◆ **Given text**
※

If you thought last week’s Sweet Victory–highlighting the electoral reform movement sweeping North America–was encouraging, you’ll be thrilled with the news coming out of Connecticut. Yesterday, Republican Governor M. Jodi Rell called for a “clean elections bill,” in what could become the boldest and most far-reaching plan for campaign finance reform in the country.

And Connecticut, which has been wracked by recent government corruption, is badly in need of reform. The scandal surrounding former Gov. John Rowland, who resigned and is now serving a one-year prison sentence for accepting gifts from state contractors, is symptomatic of a campaign system that favors big money and special interests over voters.

After weeks of deadlock, Rell and State Senate Republicans not only agreed to accept the Democrats’ plan for public financing of all statewide campaigns but took the reform further, proposing a ban on contributions from lobbyists and state contractors. “This is real reform,” said Rell, who will set aside $5 million to fund the initiative. “If you accept it, we will make history in Connecticut.”

※

◆ **Data listing**
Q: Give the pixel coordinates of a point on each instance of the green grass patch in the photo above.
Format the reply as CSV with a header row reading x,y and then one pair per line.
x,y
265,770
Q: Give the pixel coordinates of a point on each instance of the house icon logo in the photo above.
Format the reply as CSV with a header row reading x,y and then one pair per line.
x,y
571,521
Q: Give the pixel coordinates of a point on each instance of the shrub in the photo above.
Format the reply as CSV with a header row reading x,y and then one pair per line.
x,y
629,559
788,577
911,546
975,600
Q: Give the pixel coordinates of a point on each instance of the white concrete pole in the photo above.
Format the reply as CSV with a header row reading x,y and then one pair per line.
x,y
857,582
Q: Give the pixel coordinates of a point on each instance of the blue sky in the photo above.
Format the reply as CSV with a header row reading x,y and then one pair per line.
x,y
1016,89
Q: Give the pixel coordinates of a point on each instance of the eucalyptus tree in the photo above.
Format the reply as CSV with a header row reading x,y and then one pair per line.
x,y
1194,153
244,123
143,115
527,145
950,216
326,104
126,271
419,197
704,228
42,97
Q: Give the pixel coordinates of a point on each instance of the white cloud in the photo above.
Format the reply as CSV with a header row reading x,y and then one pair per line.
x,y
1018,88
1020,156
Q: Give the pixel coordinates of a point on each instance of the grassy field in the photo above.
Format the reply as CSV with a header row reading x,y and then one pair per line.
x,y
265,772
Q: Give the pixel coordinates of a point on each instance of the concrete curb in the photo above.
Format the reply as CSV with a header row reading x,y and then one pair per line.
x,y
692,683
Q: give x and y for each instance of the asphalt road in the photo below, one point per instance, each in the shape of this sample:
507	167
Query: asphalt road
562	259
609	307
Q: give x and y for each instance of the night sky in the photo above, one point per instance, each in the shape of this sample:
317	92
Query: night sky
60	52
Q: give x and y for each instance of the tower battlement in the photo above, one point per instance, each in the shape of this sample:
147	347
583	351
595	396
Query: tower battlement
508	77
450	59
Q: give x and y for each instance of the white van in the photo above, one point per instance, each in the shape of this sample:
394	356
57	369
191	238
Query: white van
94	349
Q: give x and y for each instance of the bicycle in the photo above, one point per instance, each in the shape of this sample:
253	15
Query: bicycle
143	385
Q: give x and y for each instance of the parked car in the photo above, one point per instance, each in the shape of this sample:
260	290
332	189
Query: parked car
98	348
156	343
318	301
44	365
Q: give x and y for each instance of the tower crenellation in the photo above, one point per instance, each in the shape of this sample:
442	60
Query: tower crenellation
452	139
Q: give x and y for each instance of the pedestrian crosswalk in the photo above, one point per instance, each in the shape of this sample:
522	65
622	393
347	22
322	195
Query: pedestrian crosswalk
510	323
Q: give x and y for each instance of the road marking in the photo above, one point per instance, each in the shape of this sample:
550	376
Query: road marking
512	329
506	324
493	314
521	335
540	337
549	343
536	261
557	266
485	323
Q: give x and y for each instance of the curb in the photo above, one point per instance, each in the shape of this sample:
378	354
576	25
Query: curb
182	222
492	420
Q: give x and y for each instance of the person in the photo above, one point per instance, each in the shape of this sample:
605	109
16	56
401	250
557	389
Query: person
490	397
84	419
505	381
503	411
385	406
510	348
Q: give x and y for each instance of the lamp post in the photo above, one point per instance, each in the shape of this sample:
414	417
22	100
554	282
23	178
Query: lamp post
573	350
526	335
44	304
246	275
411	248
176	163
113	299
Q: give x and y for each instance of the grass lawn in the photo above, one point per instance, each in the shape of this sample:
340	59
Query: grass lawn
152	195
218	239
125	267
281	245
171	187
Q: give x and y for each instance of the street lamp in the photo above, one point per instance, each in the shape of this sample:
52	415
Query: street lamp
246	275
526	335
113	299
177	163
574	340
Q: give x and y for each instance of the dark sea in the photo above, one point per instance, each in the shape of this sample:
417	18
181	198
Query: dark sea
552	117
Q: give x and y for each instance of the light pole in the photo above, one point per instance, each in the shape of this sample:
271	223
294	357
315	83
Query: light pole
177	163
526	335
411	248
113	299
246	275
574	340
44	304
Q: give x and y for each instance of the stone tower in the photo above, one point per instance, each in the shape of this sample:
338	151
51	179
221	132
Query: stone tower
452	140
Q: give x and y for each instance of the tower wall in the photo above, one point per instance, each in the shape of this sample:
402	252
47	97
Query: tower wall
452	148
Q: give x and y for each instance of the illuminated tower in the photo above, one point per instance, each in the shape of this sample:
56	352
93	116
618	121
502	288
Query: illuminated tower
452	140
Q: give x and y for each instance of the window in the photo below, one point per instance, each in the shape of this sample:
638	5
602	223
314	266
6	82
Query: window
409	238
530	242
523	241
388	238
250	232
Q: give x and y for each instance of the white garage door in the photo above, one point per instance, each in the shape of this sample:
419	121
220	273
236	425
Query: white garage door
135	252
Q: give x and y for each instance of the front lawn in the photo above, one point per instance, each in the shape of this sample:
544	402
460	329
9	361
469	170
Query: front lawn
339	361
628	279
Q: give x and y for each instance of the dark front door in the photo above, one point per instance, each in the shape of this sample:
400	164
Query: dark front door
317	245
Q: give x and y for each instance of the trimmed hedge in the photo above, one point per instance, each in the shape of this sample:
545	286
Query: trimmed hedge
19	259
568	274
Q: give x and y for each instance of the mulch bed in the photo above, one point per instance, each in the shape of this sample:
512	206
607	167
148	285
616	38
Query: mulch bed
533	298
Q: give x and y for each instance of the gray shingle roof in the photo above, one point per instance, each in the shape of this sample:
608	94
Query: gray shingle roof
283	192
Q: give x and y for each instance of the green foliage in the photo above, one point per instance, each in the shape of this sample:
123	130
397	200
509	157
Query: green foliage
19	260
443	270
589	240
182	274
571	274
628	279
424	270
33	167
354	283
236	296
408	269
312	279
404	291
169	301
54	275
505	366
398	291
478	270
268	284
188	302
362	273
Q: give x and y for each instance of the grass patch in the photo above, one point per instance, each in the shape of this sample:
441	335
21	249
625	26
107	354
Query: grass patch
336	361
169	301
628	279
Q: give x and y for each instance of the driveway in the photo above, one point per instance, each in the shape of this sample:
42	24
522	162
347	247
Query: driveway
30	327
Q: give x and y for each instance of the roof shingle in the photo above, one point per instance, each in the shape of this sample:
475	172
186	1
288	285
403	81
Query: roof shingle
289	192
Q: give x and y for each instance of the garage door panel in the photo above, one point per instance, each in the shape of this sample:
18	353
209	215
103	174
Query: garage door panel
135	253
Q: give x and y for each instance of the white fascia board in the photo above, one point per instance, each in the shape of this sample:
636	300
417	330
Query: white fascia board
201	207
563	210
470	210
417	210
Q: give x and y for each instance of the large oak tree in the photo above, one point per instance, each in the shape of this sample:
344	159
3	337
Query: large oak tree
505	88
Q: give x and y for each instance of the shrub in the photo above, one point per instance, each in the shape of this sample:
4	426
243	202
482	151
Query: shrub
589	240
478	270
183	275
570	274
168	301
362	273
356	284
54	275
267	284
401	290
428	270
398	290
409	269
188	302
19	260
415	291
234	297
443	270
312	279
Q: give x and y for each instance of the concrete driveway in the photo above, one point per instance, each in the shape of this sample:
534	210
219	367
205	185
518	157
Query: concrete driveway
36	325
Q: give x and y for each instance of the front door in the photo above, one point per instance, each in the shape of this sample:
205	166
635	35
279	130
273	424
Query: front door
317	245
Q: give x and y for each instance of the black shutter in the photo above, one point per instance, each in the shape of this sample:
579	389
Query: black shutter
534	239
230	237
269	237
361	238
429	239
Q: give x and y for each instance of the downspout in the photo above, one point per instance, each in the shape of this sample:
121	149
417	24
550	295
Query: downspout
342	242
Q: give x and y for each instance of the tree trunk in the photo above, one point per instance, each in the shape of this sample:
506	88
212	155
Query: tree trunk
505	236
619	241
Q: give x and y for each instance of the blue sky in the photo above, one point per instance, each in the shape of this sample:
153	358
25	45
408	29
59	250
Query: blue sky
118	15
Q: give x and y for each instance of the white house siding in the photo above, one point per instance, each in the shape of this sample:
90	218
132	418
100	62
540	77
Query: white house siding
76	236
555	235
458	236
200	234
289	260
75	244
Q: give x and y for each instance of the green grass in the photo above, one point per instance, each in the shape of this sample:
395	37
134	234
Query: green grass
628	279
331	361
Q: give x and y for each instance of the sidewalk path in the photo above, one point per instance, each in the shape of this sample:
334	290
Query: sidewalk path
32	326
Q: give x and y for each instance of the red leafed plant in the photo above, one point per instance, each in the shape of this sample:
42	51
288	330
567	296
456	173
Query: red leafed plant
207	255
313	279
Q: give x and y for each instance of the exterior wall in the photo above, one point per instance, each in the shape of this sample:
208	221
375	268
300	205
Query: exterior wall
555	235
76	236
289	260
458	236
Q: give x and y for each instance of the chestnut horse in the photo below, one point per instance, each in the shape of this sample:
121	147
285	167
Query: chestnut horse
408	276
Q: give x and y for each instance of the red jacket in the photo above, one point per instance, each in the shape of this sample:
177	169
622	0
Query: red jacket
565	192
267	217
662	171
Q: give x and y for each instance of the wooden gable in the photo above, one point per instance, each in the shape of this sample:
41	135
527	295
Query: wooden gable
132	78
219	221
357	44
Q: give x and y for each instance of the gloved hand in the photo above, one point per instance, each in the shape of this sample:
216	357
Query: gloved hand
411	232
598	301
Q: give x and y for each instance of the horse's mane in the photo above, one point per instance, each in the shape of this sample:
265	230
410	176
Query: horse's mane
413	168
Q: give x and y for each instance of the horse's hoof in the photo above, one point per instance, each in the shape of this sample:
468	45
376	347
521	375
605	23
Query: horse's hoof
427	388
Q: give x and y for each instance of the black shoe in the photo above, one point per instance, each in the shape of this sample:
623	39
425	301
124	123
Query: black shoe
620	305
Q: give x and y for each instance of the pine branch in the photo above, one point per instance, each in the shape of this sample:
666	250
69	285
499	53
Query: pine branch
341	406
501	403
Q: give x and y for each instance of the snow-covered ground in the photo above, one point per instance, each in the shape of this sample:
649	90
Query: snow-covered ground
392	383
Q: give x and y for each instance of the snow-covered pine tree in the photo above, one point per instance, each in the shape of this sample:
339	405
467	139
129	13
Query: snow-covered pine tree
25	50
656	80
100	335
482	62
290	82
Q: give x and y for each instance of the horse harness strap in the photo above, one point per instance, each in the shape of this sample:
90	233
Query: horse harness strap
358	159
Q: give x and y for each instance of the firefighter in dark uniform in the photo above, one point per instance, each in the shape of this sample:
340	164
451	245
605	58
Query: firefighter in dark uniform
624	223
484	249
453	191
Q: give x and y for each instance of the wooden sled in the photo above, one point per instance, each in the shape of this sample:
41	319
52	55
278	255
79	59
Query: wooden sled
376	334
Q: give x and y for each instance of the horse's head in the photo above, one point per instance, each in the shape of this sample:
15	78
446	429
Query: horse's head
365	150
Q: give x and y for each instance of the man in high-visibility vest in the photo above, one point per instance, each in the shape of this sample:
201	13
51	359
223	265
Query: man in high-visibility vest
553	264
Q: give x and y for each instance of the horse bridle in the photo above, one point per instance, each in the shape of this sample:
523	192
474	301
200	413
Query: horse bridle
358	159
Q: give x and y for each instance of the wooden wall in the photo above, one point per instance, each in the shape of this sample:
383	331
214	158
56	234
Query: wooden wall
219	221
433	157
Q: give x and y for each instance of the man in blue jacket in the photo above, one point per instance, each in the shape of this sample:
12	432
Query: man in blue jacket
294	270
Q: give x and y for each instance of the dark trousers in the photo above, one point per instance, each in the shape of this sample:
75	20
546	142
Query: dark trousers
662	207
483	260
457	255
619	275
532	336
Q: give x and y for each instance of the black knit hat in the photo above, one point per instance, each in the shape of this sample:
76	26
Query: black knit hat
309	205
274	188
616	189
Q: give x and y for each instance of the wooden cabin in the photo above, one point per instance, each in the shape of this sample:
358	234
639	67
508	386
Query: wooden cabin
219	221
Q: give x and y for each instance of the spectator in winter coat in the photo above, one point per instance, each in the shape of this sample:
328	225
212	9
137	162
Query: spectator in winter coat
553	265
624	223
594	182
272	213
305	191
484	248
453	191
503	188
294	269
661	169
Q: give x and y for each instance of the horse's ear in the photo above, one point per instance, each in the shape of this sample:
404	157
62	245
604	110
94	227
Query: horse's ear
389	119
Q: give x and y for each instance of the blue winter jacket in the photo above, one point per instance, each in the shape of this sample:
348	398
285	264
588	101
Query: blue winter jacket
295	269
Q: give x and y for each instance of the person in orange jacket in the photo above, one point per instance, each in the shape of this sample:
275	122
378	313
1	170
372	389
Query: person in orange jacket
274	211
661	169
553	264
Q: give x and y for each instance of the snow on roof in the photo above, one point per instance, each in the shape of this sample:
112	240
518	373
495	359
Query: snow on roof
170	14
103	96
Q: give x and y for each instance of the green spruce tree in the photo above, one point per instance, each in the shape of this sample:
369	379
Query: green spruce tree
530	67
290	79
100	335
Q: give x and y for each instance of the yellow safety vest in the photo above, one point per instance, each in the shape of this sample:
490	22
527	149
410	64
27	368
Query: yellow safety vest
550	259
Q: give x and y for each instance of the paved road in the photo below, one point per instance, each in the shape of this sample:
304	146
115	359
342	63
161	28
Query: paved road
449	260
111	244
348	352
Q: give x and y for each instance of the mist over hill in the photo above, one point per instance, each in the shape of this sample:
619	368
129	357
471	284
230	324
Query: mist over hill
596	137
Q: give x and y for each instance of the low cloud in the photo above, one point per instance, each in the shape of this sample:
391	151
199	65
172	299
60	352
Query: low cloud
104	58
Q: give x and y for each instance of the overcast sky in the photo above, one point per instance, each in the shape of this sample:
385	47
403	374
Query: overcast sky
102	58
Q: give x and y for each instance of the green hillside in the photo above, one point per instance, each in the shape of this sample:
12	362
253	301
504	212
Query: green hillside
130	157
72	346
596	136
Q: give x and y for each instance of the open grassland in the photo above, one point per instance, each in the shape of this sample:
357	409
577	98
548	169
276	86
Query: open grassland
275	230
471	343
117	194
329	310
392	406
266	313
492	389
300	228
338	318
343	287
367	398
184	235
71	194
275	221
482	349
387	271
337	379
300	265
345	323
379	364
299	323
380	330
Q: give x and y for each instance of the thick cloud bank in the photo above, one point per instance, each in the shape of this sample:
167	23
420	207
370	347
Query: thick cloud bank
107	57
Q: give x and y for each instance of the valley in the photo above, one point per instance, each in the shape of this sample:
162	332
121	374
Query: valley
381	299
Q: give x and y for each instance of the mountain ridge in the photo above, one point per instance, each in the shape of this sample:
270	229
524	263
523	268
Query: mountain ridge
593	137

※

◆ **Task 1**
In the passage on Connecticut's clean elections bill, take the part that opens with the words containing "If you thought" and closes with "interests over voters.", and write it out again with "Connecticut" switched to "Massachusetts".
◆ **Task 2**
Put this sentence from the passage on Connecticut's clean elections bill into Spanish: "And Connecticut, which has been wracked by recent government corruption, is badly in need of reform."
You won't need the records for any of this.

◆ **Task response 1**
If you thought last week’s Sweet Victory–highlighting the electoral reform movement sweeping North America–was encouraging, you’ll be thrilled with the news coming out of Massachusetts. Yesterday, Republican Governor M. Jodi Rell called for a “clean elections bill,” in what could become the boldest and most far-reaching plan for campaign finance reform in the country.

And Massachusetts, which has been wracked by recent government corruption, is badly in need of reform. The scandal surrounding former Gov. John Rowland, who resigned and is now serving a one-year prison sentence for accepting gifts from state contractors, is symptomatic of a campaign system that favors big money and special interests over voters.

◆ **Task response 2**
Y Connecticut, que se ha visto sacudido por la reciente corrupción gubernamental, necesita urgentemente una reforma.